(Excerpts from point annotation data)
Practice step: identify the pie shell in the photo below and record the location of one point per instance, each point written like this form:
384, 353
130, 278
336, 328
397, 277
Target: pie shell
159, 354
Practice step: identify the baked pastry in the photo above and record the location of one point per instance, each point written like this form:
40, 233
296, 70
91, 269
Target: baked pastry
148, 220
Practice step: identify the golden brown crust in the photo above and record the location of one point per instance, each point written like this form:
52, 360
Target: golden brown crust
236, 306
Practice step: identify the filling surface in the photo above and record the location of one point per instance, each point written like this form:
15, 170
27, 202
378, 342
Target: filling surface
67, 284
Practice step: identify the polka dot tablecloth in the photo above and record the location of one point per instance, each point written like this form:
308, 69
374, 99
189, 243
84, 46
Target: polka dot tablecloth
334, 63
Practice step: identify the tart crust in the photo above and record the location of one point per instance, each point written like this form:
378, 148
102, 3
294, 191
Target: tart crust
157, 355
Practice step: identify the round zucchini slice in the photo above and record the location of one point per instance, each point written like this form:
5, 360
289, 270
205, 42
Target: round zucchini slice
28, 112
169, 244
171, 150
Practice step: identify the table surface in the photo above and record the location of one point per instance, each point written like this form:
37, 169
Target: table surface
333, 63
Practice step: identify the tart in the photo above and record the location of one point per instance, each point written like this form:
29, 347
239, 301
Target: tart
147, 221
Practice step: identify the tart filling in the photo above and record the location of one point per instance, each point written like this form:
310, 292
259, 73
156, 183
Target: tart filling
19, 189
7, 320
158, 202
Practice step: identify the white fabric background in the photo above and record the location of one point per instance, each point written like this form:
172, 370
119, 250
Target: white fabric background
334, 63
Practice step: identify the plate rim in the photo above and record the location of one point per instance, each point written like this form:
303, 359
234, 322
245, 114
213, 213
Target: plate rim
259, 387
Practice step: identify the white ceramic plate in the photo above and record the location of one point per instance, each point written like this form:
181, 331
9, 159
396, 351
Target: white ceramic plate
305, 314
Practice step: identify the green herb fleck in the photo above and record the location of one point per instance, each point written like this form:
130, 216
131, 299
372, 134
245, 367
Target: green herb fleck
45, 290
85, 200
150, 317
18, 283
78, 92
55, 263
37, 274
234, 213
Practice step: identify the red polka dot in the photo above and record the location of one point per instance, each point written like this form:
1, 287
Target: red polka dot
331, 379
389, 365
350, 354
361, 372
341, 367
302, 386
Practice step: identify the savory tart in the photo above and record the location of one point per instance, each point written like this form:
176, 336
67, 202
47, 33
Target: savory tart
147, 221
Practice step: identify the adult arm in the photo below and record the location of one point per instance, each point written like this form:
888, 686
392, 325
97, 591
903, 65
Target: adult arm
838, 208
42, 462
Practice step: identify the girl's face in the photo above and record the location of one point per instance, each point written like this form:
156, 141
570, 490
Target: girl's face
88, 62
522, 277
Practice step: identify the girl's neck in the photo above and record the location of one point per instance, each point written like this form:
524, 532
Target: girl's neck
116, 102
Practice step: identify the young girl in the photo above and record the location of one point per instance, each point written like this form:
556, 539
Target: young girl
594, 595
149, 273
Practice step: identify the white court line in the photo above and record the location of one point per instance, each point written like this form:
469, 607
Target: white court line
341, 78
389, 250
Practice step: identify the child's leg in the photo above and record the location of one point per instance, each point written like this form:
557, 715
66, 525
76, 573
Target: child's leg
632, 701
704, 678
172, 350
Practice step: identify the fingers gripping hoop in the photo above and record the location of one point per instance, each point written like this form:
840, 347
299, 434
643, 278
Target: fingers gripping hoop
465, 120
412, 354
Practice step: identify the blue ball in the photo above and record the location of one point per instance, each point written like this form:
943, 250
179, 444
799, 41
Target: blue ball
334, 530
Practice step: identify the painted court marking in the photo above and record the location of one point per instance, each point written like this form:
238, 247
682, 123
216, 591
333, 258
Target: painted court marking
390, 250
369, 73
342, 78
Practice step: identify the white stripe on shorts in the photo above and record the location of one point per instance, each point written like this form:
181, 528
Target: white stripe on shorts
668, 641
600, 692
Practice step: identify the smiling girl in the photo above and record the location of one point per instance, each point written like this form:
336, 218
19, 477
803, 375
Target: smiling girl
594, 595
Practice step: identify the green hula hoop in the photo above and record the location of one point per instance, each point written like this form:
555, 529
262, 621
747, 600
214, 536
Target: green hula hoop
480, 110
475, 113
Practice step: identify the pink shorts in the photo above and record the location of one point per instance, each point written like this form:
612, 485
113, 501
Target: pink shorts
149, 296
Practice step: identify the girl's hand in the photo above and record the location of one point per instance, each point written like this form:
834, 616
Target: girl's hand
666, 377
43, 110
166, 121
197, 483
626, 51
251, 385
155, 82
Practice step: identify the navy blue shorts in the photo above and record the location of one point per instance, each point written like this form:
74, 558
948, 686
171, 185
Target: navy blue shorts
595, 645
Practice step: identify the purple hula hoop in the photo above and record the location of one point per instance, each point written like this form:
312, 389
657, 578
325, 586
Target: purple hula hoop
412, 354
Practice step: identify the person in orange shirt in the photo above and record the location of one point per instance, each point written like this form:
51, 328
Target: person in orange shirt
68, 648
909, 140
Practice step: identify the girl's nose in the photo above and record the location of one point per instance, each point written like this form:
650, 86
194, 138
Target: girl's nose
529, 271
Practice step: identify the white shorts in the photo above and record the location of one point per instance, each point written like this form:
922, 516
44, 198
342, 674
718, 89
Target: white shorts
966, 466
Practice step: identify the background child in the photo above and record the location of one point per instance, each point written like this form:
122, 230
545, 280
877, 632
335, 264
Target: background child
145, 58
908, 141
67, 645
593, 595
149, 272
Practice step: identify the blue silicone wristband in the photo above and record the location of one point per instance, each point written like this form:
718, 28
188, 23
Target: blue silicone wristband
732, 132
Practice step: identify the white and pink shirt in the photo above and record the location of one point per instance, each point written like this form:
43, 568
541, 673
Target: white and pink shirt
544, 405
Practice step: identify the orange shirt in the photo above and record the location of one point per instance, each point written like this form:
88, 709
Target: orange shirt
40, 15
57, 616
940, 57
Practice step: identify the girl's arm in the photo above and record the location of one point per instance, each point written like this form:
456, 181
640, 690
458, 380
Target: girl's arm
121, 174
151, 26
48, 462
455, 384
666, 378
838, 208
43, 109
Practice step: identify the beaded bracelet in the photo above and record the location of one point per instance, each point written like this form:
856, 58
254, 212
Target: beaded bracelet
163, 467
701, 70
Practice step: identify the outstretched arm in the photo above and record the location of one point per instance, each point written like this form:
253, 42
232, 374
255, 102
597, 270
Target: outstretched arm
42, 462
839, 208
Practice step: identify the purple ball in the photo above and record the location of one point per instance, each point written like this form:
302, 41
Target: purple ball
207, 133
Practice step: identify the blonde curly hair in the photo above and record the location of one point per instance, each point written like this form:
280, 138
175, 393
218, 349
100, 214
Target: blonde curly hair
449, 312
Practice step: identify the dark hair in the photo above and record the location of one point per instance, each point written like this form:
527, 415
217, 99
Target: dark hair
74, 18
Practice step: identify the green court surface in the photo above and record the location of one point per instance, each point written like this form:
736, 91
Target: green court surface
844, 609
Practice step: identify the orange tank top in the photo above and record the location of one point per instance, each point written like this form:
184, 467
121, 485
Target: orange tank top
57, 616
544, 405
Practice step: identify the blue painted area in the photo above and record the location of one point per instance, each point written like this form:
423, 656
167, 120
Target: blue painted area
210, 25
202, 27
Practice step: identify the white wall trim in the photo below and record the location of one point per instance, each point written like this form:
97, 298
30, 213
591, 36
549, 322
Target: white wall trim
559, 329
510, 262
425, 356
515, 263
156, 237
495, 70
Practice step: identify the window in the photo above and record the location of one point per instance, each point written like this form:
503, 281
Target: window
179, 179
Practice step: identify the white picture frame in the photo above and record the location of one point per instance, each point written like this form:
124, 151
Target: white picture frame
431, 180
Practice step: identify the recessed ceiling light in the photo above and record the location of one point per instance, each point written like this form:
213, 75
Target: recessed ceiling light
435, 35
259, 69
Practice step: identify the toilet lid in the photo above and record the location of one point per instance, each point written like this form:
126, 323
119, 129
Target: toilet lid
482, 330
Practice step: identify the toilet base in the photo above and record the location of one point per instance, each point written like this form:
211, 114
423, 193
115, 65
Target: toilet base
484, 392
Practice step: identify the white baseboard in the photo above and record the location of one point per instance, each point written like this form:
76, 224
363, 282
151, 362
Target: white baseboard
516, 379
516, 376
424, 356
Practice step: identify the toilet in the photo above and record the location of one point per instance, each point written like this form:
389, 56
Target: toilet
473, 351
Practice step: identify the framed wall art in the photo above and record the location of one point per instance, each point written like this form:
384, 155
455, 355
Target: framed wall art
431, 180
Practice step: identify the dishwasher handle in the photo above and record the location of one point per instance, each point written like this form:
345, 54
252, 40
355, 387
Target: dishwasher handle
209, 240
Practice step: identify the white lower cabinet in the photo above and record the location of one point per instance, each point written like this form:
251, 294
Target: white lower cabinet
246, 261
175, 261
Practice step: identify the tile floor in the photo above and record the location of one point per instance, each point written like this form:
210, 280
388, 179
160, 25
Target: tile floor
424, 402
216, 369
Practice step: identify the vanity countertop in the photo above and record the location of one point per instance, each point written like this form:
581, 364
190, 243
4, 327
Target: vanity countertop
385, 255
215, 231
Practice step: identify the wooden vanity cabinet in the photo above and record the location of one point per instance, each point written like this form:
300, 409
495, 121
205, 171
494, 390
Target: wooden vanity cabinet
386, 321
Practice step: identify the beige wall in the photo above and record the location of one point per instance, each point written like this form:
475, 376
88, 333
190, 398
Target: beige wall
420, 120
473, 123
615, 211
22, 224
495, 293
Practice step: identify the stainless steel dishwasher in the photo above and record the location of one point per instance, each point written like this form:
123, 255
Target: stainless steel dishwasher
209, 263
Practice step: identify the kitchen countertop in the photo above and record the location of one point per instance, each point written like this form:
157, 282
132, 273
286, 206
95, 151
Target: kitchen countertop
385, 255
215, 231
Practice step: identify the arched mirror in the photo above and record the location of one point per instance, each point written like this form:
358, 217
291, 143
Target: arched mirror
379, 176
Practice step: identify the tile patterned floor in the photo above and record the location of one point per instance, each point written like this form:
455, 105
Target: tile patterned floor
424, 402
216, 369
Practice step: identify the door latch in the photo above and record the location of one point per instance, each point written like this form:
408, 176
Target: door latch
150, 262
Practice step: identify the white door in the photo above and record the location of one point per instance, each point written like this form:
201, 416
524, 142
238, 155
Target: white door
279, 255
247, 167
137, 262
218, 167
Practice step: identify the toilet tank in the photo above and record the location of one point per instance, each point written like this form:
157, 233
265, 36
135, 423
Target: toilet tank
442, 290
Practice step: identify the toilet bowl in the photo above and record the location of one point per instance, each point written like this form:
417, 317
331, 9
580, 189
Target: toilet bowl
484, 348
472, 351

■ Written task:
Rescale the items that begin at the line containing "Practice step: identify the wooden" and run through the end of the items, writing out only these lines again, requests included, with each answer point coordinate multiplied by 0.6 and rounded to a whole number, halves up. Leave the requests and their sample points unchanged.

■ Result:
Practice step: identify the wooden vanity cabinet in the photo above and record the location of one point per instance, each point written like this form:
300, 409
495, 121
205, 171
494, 390
Target: wooden vanity cabinet
232, 193
Practice step: identify the beige wall in the photo above and record the location of one point per instance, each point written like this form:
475, 376
88, 333
190, 398
Target: beige wall
252, 72
284, 74
369, 127
13, 134
297, 176
Practice step: identify the stainless steel dishwasher in the photo above and record the location of one point per instance, each point written like this form:
123, 255
Target: stainless steel dishwasher
125, 158
Practice step: identify the kitchen countertop in the photo above and record the location of one point per instance, each point written like this form:
157, 282
132, 273
286, 206
95, 151
Target: kitchen countertop
231, 153
129, 139
Practice step: identify the arched mirror in the photo above and record the location of one point per instance, each point written like this form:
358, 217
291, 143
Target: arched mirror
227, 106
Practice step: identify the tile patterned floor in the photo above and record the location of one point per instance, each point written like this form:
455, 105
Target: tile patterned floor
254, 241
130, 221
Practice step: identify the door latch in the photo above and record the location of one point per instance, each point written like this form:
408, 176
Target: door latch
90, 157
Practice step: identify the white door in the photo above and record the location of one point per instance, each point written like this form:
201, 416
524, 142
238, 155
Target: white door
167, 153
148, 100
82, 157
131, 100
Practice step: identify the toilet tank in the photo above and record the location of one point per instance, each point written like this form:
157, 233
265, 36
135, 423
Target: toilet tank
265, 174
Practice step: identify the toilet bowl in the photo above and record the location of one point per instance, each point written like this form:
417, 317
331, 9
580, 189
Target: toilet bowl
290, 209
283, 211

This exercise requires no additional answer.